» **Natural-language object grounding data**:
* * * * *
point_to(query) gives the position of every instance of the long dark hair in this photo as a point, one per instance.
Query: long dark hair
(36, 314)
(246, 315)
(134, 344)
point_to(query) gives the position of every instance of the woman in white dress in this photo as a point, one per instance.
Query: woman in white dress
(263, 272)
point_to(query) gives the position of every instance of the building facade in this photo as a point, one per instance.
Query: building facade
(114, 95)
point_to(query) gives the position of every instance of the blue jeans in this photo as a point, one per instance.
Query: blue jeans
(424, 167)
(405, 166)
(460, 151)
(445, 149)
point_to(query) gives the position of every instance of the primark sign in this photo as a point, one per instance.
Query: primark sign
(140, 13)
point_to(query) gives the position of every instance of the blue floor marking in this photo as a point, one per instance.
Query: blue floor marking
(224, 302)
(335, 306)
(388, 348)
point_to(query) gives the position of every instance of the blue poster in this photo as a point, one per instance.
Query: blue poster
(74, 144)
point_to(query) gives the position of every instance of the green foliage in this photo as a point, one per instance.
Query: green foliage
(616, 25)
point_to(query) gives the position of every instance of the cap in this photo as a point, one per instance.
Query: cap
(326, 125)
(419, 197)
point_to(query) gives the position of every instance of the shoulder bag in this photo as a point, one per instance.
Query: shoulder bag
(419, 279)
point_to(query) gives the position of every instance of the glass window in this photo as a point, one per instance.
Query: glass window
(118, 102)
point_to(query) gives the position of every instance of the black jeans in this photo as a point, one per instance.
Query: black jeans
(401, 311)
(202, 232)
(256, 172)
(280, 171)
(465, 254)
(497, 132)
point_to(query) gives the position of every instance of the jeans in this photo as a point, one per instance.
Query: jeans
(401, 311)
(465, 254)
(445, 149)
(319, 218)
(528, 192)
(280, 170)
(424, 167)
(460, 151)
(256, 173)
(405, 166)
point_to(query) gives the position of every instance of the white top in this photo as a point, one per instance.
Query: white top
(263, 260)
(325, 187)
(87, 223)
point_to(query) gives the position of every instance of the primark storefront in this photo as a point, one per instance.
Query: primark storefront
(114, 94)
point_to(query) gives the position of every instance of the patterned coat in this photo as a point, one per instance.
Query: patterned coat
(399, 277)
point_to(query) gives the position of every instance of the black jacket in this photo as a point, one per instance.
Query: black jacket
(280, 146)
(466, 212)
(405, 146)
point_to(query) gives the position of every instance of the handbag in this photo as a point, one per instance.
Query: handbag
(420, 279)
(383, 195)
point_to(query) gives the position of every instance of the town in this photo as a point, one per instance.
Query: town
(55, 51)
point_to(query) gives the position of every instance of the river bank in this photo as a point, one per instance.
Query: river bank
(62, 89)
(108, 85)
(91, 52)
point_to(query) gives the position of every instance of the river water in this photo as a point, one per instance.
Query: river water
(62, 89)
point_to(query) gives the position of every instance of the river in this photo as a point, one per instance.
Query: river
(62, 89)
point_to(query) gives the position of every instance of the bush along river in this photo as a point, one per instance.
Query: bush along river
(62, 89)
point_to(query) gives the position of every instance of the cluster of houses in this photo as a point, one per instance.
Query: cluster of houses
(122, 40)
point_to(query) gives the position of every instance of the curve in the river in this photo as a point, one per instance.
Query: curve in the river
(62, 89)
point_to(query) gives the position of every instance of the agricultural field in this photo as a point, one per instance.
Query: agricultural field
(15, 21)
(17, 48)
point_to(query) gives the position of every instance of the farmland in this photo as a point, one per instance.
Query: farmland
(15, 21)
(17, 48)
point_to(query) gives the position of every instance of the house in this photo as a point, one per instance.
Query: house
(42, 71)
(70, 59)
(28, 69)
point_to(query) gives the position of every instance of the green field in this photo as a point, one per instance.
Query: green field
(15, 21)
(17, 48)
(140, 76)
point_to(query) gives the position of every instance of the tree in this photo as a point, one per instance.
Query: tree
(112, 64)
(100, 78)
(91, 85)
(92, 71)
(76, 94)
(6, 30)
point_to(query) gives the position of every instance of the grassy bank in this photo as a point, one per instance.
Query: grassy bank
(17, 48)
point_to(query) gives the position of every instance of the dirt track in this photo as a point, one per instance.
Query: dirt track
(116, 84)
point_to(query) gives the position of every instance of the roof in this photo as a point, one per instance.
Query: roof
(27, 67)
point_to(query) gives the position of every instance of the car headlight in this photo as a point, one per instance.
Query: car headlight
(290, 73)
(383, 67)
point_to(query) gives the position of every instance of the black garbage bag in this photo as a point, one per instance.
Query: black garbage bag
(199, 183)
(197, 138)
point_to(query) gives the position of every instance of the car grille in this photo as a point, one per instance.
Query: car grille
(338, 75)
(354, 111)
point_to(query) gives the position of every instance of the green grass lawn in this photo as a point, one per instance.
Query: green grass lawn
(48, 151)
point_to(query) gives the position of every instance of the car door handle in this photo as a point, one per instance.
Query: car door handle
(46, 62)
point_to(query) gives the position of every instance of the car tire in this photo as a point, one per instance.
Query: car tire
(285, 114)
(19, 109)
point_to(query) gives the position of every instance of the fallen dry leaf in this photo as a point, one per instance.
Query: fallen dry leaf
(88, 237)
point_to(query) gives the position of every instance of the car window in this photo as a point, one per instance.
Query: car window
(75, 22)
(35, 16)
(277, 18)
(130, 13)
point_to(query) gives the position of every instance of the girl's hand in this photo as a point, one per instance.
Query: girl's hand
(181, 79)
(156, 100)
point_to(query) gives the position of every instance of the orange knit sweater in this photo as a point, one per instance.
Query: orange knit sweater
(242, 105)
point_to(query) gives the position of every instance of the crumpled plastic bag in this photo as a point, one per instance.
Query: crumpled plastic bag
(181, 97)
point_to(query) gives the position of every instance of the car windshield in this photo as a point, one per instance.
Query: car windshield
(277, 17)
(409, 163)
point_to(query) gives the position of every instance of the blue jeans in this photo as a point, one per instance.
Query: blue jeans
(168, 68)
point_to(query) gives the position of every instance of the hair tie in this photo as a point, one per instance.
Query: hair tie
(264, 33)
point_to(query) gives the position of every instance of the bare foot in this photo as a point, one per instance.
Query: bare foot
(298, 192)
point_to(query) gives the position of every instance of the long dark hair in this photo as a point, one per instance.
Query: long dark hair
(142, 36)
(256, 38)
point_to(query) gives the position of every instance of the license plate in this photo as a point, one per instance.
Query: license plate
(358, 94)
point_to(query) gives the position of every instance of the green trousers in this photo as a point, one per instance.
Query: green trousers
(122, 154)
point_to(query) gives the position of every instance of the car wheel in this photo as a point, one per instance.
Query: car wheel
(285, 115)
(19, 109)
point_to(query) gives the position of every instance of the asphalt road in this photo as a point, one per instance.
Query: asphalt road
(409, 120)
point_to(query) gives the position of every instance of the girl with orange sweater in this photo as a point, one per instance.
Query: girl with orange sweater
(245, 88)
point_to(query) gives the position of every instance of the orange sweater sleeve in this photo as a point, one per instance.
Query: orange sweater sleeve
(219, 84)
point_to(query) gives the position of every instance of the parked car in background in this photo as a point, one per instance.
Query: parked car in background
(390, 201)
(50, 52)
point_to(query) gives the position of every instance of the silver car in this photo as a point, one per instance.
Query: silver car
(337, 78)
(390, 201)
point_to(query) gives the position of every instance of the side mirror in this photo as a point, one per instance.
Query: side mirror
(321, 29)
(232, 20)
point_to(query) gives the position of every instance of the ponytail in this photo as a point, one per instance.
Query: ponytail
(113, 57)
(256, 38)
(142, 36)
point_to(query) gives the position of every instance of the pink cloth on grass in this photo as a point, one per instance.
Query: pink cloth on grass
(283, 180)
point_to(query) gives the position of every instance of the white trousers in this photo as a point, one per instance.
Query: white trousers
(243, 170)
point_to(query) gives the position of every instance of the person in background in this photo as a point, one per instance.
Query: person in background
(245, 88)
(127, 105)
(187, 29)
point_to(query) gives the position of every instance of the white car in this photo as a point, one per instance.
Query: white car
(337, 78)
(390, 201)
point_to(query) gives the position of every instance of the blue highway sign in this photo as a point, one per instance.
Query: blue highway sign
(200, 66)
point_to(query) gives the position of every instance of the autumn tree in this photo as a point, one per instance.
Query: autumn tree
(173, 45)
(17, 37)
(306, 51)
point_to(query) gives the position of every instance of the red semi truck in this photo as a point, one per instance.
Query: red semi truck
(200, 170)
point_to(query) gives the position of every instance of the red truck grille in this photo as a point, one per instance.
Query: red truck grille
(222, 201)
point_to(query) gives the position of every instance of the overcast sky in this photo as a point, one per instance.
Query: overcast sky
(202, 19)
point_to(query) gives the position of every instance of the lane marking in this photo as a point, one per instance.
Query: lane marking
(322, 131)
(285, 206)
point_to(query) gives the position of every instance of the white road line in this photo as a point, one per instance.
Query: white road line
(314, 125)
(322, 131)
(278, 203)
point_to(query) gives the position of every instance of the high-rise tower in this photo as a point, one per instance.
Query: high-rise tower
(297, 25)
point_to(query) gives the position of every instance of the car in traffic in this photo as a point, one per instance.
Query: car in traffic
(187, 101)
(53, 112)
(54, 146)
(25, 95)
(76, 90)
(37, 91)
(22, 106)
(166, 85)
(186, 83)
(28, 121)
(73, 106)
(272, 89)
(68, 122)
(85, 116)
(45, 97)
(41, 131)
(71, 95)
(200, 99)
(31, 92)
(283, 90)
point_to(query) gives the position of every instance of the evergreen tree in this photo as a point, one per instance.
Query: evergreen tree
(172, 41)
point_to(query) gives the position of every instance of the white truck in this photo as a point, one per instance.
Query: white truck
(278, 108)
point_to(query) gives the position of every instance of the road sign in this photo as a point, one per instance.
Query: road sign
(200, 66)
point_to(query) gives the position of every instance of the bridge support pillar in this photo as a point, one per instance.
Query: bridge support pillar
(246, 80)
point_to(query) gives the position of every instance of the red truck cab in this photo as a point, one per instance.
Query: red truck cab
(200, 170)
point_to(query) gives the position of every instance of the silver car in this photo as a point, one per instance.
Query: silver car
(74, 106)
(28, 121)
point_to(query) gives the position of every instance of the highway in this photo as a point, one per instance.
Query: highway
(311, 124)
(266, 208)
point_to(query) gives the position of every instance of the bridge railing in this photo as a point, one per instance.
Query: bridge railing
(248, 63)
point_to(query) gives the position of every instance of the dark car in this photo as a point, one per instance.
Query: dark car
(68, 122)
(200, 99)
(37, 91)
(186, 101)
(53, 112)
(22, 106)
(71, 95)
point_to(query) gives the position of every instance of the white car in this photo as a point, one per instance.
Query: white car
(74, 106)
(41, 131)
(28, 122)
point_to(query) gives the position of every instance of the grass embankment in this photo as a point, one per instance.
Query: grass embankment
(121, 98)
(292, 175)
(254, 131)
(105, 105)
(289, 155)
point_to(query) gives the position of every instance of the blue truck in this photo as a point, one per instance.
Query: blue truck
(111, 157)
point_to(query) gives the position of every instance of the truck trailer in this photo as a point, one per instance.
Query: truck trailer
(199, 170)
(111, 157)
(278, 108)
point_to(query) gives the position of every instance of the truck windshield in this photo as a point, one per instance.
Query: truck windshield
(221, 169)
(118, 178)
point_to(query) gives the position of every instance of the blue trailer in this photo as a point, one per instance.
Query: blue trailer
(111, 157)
* * * * *
Out of the data above, set down the lines from the one with "the car door" to the one with "the car tire", both included, exactly as written and with no additions.

point_to(query) gives the position of every instance of the car door handle in this photo as a point, one per instance.
Query: car door handle
(46, 62)
point_to(query) gives the position of every instance of the car tire in this photo as a point, one per instance.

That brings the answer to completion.